- **What the task requires**
What is needed is the number of lines in the data below that include "shirt", stated by itself.

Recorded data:

Content starts

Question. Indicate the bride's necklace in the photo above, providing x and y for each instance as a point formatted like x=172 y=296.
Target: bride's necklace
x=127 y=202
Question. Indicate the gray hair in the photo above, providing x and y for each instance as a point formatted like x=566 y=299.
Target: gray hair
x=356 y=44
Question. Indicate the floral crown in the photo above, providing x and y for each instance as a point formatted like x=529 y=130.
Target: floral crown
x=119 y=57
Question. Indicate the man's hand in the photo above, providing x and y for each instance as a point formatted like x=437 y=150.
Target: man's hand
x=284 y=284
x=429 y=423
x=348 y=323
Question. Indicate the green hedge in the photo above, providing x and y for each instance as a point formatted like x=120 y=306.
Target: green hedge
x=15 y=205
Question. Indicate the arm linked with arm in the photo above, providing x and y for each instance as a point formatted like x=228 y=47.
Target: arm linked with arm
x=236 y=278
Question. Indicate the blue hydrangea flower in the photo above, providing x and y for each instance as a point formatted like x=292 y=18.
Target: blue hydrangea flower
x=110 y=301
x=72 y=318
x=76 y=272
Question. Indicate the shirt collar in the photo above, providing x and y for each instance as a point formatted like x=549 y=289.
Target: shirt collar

Content ends

- **Answer box**
2